Begriff und Bedeutung der Prozessverschleppung

Prozessverschleppung bezeichnet im deutschen Recht die bewusste oder grob fahrlässige Verzögerung eines gerichtlichen Verfahrens durch Verfahrensbeteiligte. Der Begriff findet insbesondere im Zivil-, Straf- und Verwaltungsprozess Anwendung und ist eng mit dem Prinzip des fairen und beschleunigten Verfahrens als Ausprägung des Justizgewährleistungsanspruchs verbunden. Prozessverschleppung gilt als rechtsmissbräuchliches Verhalten, das die Effektivität und Schnelligkeit der gerichtlichen Entscheidungsfindung beeinträchtigen kann.

Rechtsgrundlagen und Normierung

Zivilprozessordnung (ZPO)

Im Zivilprozess ist die Prozessverschleppung vorrangig durch verschiedene Vorschriften der Zivilprozessordnung (ZPO) erfasst. Nach § 242 BGB (Treu und Glauben) sowie § 296 ZPO (Verspätetes Vorbringen) und § 275 ff. ZPO (Beschleunigungsgebot) ist das rechtsmissbräuchliche Verhalten untersagt. Das Gericht ist befugt, verspätetes Vorbringen zurückzuweisen und großzügige Fristverlängerungen zu verweigern, um einer Verzögerung des Verfahrens entgegenzuwirken.

Strafprozessordnung (StPO)

Im Strafverfahren gelten vergleichbare Grundsätze nach der Strafprozessordnung (StPO). § 257a StPO und § 258 Abs. 2 letzter Satz StPO eröffnen die Möglichkeit, missbräuchliche Ausübung prozessualer Rechte zu unterbinden. Darüber hinaus achtet das Gericht auf die zügige Durchführung des Verfahrens gemäß dem Beschleunigungsgebot.

Verwaltungsgerichtsordnung (VwGO)

Auch im Verwaltungsprozess (§ 87a Abs. 3 VwGO) besteht die Möglichkeit, bei mutwilligem oder missbräuchlichem Prozessverhalten entsprechend einzugreifen, um das Verfahren nicht unnötig zu verzögern.

Erscheinungsformen und Motive

Die Verschleppung eines Prozesses kann vielfältige Erscheinungsformen haben, etwa durch wiederholte Antragstellung auf Fristverlängerung, missbräuchliche Ausübung prozessualer Rechte wie Befangenheitsanträge, wiederholte Beweisanträge in durchschaubarer Verzögerungsabsicht oder das Nichtwahrnehmen gerichtlicher Termine ohne ausreichende Entschuldigung.

**Datensätze**

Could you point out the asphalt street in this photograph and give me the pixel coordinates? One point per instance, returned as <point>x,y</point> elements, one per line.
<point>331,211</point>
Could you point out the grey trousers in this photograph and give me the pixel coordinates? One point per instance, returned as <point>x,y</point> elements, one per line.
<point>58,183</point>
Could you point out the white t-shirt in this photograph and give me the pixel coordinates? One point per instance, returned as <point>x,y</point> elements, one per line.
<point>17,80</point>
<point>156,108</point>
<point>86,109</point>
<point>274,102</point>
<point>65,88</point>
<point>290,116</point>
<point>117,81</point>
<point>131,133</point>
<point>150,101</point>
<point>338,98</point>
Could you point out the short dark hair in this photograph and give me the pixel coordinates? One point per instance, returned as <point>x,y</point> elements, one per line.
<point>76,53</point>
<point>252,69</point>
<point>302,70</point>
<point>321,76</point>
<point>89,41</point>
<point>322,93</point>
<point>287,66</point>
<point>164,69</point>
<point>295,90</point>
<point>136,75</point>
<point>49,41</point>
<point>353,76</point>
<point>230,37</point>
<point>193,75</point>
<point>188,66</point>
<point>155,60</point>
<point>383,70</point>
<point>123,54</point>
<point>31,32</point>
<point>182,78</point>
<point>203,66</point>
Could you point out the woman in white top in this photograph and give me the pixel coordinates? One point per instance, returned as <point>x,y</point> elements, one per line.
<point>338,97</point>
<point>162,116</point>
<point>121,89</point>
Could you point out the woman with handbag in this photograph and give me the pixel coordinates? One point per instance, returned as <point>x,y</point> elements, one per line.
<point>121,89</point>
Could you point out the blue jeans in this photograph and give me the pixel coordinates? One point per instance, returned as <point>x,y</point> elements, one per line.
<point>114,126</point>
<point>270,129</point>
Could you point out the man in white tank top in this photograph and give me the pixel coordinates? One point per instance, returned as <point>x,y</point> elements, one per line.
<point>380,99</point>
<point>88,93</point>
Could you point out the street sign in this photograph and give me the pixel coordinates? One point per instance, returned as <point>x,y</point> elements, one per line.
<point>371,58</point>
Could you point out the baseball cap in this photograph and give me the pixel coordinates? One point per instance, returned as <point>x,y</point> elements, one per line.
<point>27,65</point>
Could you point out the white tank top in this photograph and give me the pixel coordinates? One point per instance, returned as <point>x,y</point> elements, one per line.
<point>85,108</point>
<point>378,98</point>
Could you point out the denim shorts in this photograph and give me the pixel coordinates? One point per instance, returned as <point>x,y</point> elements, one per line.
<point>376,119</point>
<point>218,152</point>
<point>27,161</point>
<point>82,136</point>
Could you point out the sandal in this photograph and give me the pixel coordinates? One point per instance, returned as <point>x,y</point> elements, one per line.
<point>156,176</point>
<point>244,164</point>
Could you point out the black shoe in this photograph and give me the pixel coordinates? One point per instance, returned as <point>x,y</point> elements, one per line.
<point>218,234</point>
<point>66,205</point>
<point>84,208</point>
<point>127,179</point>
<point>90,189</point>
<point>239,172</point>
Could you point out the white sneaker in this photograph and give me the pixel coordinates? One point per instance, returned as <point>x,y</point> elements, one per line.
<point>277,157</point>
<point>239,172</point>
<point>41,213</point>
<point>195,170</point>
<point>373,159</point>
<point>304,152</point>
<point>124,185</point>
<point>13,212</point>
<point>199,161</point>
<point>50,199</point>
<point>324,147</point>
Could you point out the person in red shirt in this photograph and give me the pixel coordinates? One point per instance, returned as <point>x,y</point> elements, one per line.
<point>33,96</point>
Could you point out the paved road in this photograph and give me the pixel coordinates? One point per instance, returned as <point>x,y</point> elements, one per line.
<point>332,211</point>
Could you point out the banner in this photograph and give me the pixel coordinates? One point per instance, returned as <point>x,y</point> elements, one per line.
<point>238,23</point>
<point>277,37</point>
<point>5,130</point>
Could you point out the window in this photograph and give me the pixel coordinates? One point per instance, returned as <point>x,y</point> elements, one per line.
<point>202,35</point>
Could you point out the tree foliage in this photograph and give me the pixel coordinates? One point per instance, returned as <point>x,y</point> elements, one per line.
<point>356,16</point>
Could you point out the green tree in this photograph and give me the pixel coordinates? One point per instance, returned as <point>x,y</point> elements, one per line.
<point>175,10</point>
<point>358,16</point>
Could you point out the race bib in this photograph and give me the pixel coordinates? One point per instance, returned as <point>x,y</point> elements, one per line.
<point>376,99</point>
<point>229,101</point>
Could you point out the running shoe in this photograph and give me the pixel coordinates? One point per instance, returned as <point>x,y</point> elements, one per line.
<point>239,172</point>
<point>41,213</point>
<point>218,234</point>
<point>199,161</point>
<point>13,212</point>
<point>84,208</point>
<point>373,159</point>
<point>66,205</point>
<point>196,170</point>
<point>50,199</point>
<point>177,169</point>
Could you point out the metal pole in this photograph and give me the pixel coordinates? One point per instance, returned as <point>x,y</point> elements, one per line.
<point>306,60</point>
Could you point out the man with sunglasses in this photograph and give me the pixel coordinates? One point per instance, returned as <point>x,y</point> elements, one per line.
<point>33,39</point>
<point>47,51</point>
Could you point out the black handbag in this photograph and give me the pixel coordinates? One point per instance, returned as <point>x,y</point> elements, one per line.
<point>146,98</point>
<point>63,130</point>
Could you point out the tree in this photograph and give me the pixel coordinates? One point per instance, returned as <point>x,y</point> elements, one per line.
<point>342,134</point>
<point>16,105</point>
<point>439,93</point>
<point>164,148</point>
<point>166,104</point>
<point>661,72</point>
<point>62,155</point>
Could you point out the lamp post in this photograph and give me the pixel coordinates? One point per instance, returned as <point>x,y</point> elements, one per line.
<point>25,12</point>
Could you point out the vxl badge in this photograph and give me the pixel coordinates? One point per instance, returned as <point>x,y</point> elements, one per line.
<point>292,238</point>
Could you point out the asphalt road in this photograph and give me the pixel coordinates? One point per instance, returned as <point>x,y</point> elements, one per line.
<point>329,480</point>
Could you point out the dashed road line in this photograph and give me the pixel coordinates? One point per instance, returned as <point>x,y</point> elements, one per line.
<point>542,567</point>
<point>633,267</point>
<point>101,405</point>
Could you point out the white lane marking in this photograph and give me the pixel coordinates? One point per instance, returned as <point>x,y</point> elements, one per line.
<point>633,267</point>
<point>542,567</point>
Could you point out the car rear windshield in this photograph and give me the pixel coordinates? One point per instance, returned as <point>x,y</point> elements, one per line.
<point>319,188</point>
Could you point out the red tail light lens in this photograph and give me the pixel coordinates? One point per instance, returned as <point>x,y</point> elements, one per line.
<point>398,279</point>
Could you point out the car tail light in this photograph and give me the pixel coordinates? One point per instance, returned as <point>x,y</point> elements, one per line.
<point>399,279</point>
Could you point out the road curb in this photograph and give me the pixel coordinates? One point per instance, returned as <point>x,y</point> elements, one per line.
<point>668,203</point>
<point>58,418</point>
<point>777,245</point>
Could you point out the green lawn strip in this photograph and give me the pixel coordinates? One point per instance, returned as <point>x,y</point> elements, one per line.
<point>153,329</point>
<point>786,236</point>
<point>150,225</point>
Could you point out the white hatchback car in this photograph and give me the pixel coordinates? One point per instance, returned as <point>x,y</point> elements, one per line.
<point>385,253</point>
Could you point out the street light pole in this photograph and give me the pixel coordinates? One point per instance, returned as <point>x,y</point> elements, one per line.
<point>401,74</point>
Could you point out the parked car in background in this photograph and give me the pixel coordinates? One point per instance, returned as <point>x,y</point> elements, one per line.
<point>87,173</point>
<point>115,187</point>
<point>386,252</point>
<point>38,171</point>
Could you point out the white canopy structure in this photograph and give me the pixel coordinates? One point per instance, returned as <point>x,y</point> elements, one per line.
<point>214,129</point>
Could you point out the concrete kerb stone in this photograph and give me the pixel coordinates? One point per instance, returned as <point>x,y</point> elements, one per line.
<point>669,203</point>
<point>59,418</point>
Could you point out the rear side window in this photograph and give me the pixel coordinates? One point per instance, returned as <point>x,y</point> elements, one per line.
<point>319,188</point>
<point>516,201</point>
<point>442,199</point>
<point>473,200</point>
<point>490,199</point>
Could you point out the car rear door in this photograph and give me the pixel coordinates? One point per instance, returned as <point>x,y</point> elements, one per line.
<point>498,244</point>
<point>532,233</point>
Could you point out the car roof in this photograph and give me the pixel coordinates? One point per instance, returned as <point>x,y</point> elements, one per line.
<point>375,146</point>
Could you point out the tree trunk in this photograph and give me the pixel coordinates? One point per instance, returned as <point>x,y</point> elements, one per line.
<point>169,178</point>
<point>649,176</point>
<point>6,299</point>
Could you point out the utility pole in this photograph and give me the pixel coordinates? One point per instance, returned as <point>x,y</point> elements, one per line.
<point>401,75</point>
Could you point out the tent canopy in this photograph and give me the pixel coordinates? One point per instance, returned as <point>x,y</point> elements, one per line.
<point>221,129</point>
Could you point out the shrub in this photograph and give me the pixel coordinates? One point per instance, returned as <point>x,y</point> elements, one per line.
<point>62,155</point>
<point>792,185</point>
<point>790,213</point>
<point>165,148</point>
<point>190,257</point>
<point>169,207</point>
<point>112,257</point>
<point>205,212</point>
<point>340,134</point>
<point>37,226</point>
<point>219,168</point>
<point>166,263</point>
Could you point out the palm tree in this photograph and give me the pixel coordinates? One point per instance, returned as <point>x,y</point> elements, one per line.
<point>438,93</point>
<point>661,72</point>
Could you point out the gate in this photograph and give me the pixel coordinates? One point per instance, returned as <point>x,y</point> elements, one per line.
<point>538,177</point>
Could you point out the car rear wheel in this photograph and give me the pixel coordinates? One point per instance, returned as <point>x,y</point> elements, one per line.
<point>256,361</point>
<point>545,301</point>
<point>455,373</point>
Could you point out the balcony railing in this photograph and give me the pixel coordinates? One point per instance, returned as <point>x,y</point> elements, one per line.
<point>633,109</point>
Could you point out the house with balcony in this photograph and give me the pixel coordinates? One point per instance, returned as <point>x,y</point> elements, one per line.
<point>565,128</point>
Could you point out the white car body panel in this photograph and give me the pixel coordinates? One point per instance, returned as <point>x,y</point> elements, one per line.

**Arbeitsauftrag**
Schreiben Sie bitte aus dem Auszug zur Prozessverschleppung die Passage wortgetreu ab, beginnend bei „Erscheinungsformen und Motive“ und endend bei „ohne ausreichende Entschuldigung.“.

**Erledigte Aufgabe**
Erscheinungsformen und Motive

Die Verschleppung eines Prozesses kann vielfältige Erscheinungsformen haben, etwa durch wiederholte Antragstellung auf Fristverlängerung, missbräuchliche Ausübung prozessualer Rechte wie Befangenheitsanträge, wiederholte Beweisanträge in durchschaubarer Verzögerungsabsicht oder das Nichtwahrnehmen gerichtlicher Termine ohne ausreichende Entschuldigung.